* Brano del documento *

--- --- ---

Domenico Rea e l’enigma del Mediterraneo
di GIAMPIERO MARANO (FSI Varese)
Domenico Rea sa che non è esistita soluzione di continuità fra il politeismo greco-romano e il cattolicesimo meridionale. In realtà, è vero che l’Italia del sud ha a lungo preservato manifestazioni, più o meno residuali e tuttavia non riconducibili a puro colore, della quotidianità, dell’arte e della religiosità arcaiche, precristiane: nella tammorriata come nelle esibizioni di strada dei pazzarielli, negli ex-voto conservati nei santuari, nella confusione gioiosa di alcuni vecchi mercati “la vita antica rimane per noi un mistero di cui non ci è stata lasciata la chiave”.
L’enigma ha continuato a vivere soprattutto a Napoli, la “città-mondo” (F. Arminio) che Rea considera la “porta misteriosa di tutta l’Italia meridionale”; e non sembri una forzatura indebita estendere la definizione all’intero Mediterraneo tradizionale, se lo stesso “mistero socio-antropologico indecifrabile” incarnatosi nel popolo napoletano si ritrova identico a Barcellona o a Istanbul, come lascia intendere Rea – e a Tangeri, aggiungerebbe con buone ragioni Ben Jelloun.
Ma in cosa consiste questo enigma? Dove trovarne la chiave? Non si può comprendere il Mediterraneo senza avere recuperato “il mondo pre-alfabetico, intricato e complicato di cui si sa pochissimo” forse paragonabile al mare (tanto sottovalutato dalla modernità quanto, e non a caso, temuto dagli antichi) che mette pericolosamente in contatto persone e culture differenti, provocando scontri ma anche ibridi, fusioni, intrecci.
Il millenario mondo pre-alfabetico è ciò che ha generato per reciproca sovrapposizione e stratificazione le “antichissime civiltà mediterranee” viste scorrere con disgusto da Harry, il protagonista americano delle Lettere da Capri di Soldati, sul volto del sindaco, una “maschera” che esprime ai suoi occhi di puritano un’invincibile ipocrisia e corruzione morale. Ma sui volti, sulle maschere degli uomini mediterranei si legge anche – e questa è un’evidenza che sfugge però alla coscienza puritana – la tragedia di un sapere istintivo, immediato che mostra quanto ferocemente “l’estrema curva del fato” abbatta chi sale troppo in alto violando i limiti assegnati dalla legge cosmica (arbitraria, disumana, incomprensibile).

--- --- ---

* Dati forniti *
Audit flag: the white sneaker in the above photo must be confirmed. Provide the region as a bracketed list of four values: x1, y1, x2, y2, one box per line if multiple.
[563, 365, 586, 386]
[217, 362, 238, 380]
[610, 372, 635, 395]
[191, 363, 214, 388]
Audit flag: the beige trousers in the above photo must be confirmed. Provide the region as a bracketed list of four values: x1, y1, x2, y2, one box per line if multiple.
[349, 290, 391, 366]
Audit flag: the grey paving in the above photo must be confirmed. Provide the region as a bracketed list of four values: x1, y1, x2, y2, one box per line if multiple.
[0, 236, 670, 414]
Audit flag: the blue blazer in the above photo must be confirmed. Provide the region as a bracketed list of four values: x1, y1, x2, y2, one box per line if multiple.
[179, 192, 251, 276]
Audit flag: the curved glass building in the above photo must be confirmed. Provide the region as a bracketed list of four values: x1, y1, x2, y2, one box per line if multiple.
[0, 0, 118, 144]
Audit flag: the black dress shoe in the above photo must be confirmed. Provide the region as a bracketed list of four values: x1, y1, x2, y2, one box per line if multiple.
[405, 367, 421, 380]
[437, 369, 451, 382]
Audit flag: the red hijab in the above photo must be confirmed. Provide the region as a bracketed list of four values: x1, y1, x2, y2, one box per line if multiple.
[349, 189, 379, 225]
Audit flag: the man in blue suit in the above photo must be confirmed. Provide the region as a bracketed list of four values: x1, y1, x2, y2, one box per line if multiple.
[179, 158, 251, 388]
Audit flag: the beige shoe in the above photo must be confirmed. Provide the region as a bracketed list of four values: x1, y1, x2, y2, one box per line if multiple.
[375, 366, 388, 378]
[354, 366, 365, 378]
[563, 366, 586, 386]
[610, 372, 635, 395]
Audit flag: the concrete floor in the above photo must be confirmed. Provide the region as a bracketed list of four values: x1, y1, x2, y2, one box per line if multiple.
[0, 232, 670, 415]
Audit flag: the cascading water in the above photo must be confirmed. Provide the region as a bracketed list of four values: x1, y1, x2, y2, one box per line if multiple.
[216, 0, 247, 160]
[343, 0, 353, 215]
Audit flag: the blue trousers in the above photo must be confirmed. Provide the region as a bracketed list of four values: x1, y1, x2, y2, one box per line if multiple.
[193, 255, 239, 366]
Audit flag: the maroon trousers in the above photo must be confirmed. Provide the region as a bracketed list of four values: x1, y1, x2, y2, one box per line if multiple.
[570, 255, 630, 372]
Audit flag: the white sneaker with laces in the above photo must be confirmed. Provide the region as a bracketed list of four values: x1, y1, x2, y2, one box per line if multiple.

--- --- ---

* Lavoro da svolgere *
A - Indica se ciascuna affermazione concorda con il testo su Domenico Rea e il Mediterraneo, rispondendo sì o no e citando alla lettera le parole decisive.
(i) Rea considera Napoli la porta misteriosa di tutta l’Italia meridionale.
(ii) Harry è il protagonista inglese delle Lettere da Capri.
(iii) Il mare era temuto dagli antichi.
B - Rispondi in breve a queste domande sul testo su Domenico Rea e il Mediterraneo.
(i) Chi ha definito Napoli "città-mondo"?
(ii) Quale città aggiungerebbe Ben Jelloun a Barcellona e Istanbul?
(iii) Che cosa esprime agli occhi di Harry la "maschera" del sindaco?
C - Prolunga il testo su Domenico Rea e il Mediterraneo, riprendendo dopo la sua ultima frase.

* Risposte ai compiti *
A -
(i) Sì: "porta misteriosa di tutta l’Italia meridionale".
(ii) No: "il protagonista americano delle Lettere da Capri di Soldati".
(iii) Sì: "tanto sottovalutato dalla modernità quanto, e non a caso, temuto dagli antichi".

B -
(i) F. Arminio.
(ii) Tangeri.
(iii) Un’invincibile ipocrisia e corruzione morale.

C -
Il mondo prealfabetico, oscuro “come la violenza di vivere almeno una volta, perché una volta si vive”, poggia su una crudeltà essenziale solitamente occultata da una contro-tradizione profilattica e immunizzante (ne è un esempio la poesia di Di Giacomo), nel timore che rivelarla possa distruggere il mito del paese del sole e del mare, contro il quale polemizzava Anna Maria Ortese. Rea riconosce a Boccaccio il merito di avere colto la violenza sorgiva e ambigua che infetta il Mediterraneo, fecondandolo: nelle novelle più amate da Rea – quelle di Landolfo, Andreuccio e Peronella, anche se non andrebbe dimenticata la sfortunata storia d’amore fra Gerbino, principe normanno di Palermo, e la figlia del re di Tunisi (Decameron, IV, 4) – Boccaccio riesce a vedere la “cattiveria inaudita, ferma, immobile” di una realtà nella quale il sentimento tragico e antico delle cose coincide con la percezione dell’unicità della vita.
Questa consapevolezza ha il potere di devastare e trasformare anche materialmente l’individuo, effetto tanto più rilevante in un quadro antropologico nel quale, a differenza di quanto avviene in epoca moderna, la fisicità prevale sempre sulla psicologia. Il mistero mediterraneo è il contrarsi e consumarsi di tutto il senso della vita nell’unico, interminabile istante della festa e del dono: “Pigliate il pollo più grasso per mio figlio (…) Cacciate tutto. Ormai ho capito che la vita è una stronzata”). Il mistero è l’invisibile che si fa corpo e illusione effimera, è visione del mondo come apparenza e gioco incomprensibile di un bambino. E’ proprio di tale natura la scena a cui, mezzo secolo fa, potevano assistere i passeggeri di un autobus su quell’autostrada Napoli-Pompei oggi diventata, ha osservato Arminio, una pista per automobiline da corsa: “la giornata che nelle prime ore era apparsa umida e nuvolosa, si era aperta e liberata, fino ad apparire stabilmente sgombra di nubi, nuova, fresca, come un fiore dalla corolla abbondante e armoniosa, appena nato (…) Sembra di andare in un paesaggio dipinto da una fanciulla, sotto il sigillo di un sole di cui si vedono distintamente i raggi, quale più lungo, quale più corto e tremolante (…) Dinanzi a un siffatto paesaggio dolce e quasi languido, nell’autobus invaso di luce, i viaggiatori non riescono a leggere, né a pensare, né a distrarsi in un modo qualsiasi. Si abbandonano”.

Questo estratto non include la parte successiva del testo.